*Source extract*.
○ ○ ○ ○

Specific rendering hints would represent a step back from the world of rule-based or data-driven cartography that OSM and OHM come from. The best precedent I can think of in OSM would be maneuver relations, which are hints for routers in exceptional circumstances, but those hints are pretty objective. They basically exist because of quirks in OSM conventions for mapping roads.

[^opencyclemap]: As an example of what not to do, if I recall correctly, OpenCycleMap used to have a bug that prioritized place labels alphabetically, causing the map to be dominated by small towns starting with the letter A, which collided out much larger, alphabetically-challenged cities.

jeffreyameyer commented 1 year ago

Ok - water=* mistagging fixed. Doh! Separately... I'm not sure I've ever seen a footnote in a github issue comment - impressive!

Back to the discussion at hand:

I'm not a huge fan of hand-curating data in the stylesheets... if someone wants to call out Sparks for its feminist status, maybe that's a designation someone else might want to use in their storytelling, but if that designation is hidden in a stylesheet, it would be difficult to reuse.

In fact... I would kind of love it if people were to adopt their own tagging conventions & hang their personal tags on the data in a way that might lead to some discovery/discoverability of how that data was being used elsewhere. e.g. my_special_tag=value for whatever presentation/styling/dataset they needed & if there were a way of finding a site that was using my_special_tag, that would be awesome. Hard to do that with a stylesheet that leaves no trace in the data.

I also think explicitly tagging the data with the rendering attributes makes things a little more intuitive, by transparently exposing the setting for that data. I agree that scale rank and filter rank are a little opaque, but at least there's a pretty obvious way to search for the meaning.

○ ○ ○ ○

*Information shown*.

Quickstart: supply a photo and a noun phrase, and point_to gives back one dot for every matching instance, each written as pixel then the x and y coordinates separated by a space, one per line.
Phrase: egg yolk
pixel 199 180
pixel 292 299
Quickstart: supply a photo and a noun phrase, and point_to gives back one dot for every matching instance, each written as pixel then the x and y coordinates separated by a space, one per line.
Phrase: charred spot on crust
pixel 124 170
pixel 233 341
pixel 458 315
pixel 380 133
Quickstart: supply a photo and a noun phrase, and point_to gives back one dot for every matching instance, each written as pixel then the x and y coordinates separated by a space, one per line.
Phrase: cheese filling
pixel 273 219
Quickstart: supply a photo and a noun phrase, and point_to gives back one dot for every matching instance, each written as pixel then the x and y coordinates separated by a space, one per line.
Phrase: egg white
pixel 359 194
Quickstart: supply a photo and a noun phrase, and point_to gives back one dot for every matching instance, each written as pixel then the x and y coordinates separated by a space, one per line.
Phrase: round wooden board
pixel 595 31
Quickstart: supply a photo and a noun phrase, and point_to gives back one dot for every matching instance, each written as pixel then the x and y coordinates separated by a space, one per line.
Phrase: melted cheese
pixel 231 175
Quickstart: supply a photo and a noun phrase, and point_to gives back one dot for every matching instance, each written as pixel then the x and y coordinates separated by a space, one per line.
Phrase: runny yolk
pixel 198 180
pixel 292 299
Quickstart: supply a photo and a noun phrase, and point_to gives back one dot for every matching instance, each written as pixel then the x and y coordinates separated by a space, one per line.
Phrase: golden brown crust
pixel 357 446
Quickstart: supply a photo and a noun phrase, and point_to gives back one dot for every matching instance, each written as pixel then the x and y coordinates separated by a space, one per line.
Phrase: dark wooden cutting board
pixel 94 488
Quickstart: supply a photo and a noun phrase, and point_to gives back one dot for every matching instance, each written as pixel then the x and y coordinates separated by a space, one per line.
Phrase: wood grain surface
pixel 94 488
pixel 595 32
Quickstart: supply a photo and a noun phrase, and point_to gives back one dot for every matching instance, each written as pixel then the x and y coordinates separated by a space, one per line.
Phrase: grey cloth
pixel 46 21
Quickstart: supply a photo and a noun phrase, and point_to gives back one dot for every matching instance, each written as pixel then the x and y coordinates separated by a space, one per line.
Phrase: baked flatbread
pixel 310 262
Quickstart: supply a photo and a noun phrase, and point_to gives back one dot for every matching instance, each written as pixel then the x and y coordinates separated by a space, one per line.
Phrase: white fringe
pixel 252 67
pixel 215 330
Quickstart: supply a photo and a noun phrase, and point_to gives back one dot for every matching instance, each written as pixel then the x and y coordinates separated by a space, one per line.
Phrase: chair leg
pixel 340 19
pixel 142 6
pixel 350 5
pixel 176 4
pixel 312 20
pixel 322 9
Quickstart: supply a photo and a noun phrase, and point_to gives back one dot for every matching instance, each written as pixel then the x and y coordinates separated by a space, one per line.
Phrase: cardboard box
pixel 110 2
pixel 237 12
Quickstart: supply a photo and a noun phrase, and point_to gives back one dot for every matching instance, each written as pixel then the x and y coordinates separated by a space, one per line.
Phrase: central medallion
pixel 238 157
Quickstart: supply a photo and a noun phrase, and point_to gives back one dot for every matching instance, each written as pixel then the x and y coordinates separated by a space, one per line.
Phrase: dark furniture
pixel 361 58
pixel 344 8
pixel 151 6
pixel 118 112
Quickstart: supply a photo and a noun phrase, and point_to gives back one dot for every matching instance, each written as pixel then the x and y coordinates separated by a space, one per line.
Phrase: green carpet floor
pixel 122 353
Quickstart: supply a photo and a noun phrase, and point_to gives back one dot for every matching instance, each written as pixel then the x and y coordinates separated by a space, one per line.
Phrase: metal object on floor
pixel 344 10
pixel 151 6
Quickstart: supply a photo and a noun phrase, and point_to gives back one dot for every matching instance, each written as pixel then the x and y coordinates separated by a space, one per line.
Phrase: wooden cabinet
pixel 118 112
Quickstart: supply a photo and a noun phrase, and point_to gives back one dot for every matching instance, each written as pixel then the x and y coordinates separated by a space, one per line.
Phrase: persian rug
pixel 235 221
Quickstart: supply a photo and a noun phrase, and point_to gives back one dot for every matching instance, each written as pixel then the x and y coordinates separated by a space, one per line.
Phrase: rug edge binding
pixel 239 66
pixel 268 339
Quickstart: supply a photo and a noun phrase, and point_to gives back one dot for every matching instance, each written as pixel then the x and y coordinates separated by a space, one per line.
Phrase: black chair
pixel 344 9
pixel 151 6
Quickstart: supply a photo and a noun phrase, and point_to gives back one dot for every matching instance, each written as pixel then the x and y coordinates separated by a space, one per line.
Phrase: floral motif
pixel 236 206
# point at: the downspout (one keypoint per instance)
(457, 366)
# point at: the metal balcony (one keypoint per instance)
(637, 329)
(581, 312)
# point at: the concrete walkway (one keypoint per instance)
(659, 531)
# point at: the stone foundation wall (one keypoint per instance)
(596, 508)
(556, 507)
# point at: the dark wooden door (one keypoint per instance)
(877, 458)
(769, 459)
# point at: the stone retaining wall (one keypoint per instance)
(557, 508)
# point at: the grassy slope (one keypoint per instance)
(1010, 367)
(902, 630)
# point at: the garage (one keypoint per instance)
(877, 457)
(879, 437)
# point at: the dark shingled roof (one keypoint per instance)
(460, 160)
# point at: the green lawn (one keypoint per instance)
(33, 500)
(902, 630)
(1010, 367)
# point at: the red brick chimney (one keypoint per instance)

○ ○ ○ ○

*Required work*.
[1] In the rendering hints discussion, what bug did OpenCycleMap reportedly have?
[2] Summarize the rendering hints discussion in two sentences.
[3] Write a continuation of the rendering hints discussion, starting after its final sentence.

*Task-by-task answers*.
[1] It prioritized place labels alphabetically, so small towns starting with the letter A crowded out much larger cities.

[2] The discussion opens with the view that specific rendering hints would be a step back from the rule-based or data-driven cartography of OSM and OHM, with maneuver relations named as the closest and fairly objective precedent. A reply objects to hand-curating data in stylesheets because designations hidden there are hard to reuse, and it favors tagging the data directly so the rendering settings are transparent and easier to discover.

[3]
I'm less hung up about the rule- or data-driven principle thing, but maybe the objective rule is: "it's featured on almost all old maps for a particular period / era"?

1ec5 commented 1 year ago

I'm not a huge fan of hand-curating data in the stylesheets... if someone wants to call out Sparks for its feminist status, maybe that's a designation someone else might want to use in their storytelling, but if that designation is hidden in a stylesheet, it would be difficult to reuse.

To be clear, the idea was that nothing gets hard-coded in a stylesheet per se. With tools like GL JS, you can already build a one-off story map for a website that highlights particular features. It’s true that the curation criteria would live in the code for that website, right next to the commentary. That seems appropriate to me for a feature that you want to actively call out in a story, but now I see that’s tangential from what you were focused on, the need to align to individual choices that every cartographer would make manually.

A couple years ago, one of the openstreetmap-carto maintainers really wanted to show San Francisco more prominently than San José, like literally every other map does. Unfortunately, San José comes out on top by the standard metric of population. Users expect maps to prioritize San Francisco based on a different metric that’s too subjective to tag in OSM: fame. There were various ideas for things we could tag that would tip the scales in favor of San Francisco, but they all would’ve produced weird results elsewhere. One idea would’ve ended up making Oakland more prominent than San Francisco.

In fact, a good proxy for a city’s fame would be its Wikipedia article page views, which is part of what QRank does. Another would be the number of mentions in literature, handwaving about cities sharing the same name. But then there’s no need to hard-code these results in the database, because a CSV somewhere in the renderer codebase would be more usable, less prone to vandalism, and potentially dynamic.

As you’ve already pointed out, Wikipedia isn’t granular or comprehensive enough for the locally prominent geographic features we need to rank. But I think you’ve demonstrated that few of these decisions by cartographers are entirely arbitrary. We both agree on the need to facilitate rendering that adheres to conventions, but I’d contend that renderers still have low-hanging fruit before we need to burden mappers with manual annotation. And for the things that defy heuristics, we should ask mappers to show their work beyond an enigmatic number that different mappers will naturally disagree on.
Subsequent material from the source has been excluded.